▶ _Exercise task_
Copy out the entries below in full and exactly.

▶ _Material provided_
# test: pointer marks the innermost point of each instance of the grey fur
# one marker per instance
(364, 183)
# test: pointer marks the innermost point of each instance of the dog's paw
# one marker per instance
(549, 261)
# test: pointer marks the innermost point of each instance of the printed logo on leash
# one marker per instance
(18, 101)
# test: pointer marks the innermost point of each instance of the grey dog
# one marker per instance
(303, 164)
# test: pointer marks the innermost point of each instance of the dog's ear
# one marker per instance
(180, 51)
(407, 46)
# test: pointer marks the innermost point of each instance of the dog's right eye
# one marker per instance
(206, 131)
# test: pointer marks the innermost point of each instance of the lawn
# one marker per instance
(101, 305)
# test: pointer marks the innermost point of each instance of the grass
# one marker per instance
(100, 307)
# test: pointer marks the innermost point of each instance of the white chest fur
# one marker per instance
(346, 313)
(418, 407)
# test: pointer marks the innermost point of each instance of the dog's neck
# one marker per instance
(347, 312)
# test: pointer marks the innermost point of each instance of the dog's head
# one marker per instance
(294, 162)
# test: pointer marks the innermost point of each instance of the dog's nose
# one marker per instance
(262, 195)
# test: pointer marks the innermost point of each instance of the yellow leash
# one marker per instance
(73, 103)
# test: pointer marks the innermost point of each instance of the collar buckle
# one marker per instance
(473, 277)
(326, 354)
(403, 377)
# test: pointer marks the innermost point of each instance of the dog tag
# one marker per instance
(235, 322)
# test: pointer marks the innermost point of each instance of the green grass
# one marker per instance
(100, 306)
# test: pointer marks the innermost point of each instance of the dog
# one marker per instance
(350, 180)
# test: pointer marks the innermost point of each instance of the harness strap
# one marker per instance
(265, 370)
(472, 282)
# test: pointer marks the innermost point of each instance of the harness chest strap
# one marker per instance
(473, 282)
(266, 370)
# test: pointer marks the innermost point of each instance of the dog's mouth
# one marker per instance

▶ _Task answer_
# test: pointer marks the innermost point of each instance of the grey fur
# one marker per instance
(364, 183)
# test: pointer marks the innermost point of each instance of the dog's paw
# one marker per instance
(549, 261)
# test: pointer marks the innermost point of each instance of the printed logo on leash
# one marker per instance
(18, 101)
# test: pointer marks the innermost point of each instance of the grey dog
# one marker per instance
(303, 164)
# test: pointer marks the innermost point of each instance of the dog's ear
# one marker per instance
(180, 51)
(407, 46)
# test: pointer marks the innermost point of each instance of the dog's right eye
# one marker per instance
(206, 131)
# test: pointer marks the innermost point of each instance of the lawn
# one marker per instance
(101, 305)
# test: pointer marks the innermost point of each instance of the grass
# one marker per instance
(100, 307)
# test: pointer marks the innermost point of each instance of the white chest fur
# one marker per instance
(346, 313)
(418, 407)
# test: pointer marks the innermost point of each instance of the dog's neck
# one marker per instance
(347, 312)
# test: pointer marks the innermost point of each instance of the dog's head
# one marker per instance
(294, 162)
# test: pointer marks the innermost point of each instance of the dog's nose
# one marker per instance
(262, 195)
# test: pointer marks the innermost point of each instance of the yellow leash
# one marker per instance
(73, 103)
# test: pointer marks the innermost point of each instance of the collar buckle
# one marker per instance
(473, 277)
(326, 354)
(403, 377)
# test: pointer marks the innermost point of each instance of the dog tag
# one marker per instance
(235, 322)
# test: pointer marks the innermost point of each instance of the green grass
# one marker per instance
(100, 306)
# test: pointer marks the innermost point of each instance of the dog
# one marker per instance
(350, 180)
# test: pointer marks the innermost point of each instance of the harness strap
# one marker per instance
(265, 370)
(472, 282)
# test: pointer marks the innermost point of each instance of the harness chest strap
# one marker per instance
(473, 282)
(266, 370)
# test: pointer marks the innermost point of each instance of the dog's mouth
# one marker per instance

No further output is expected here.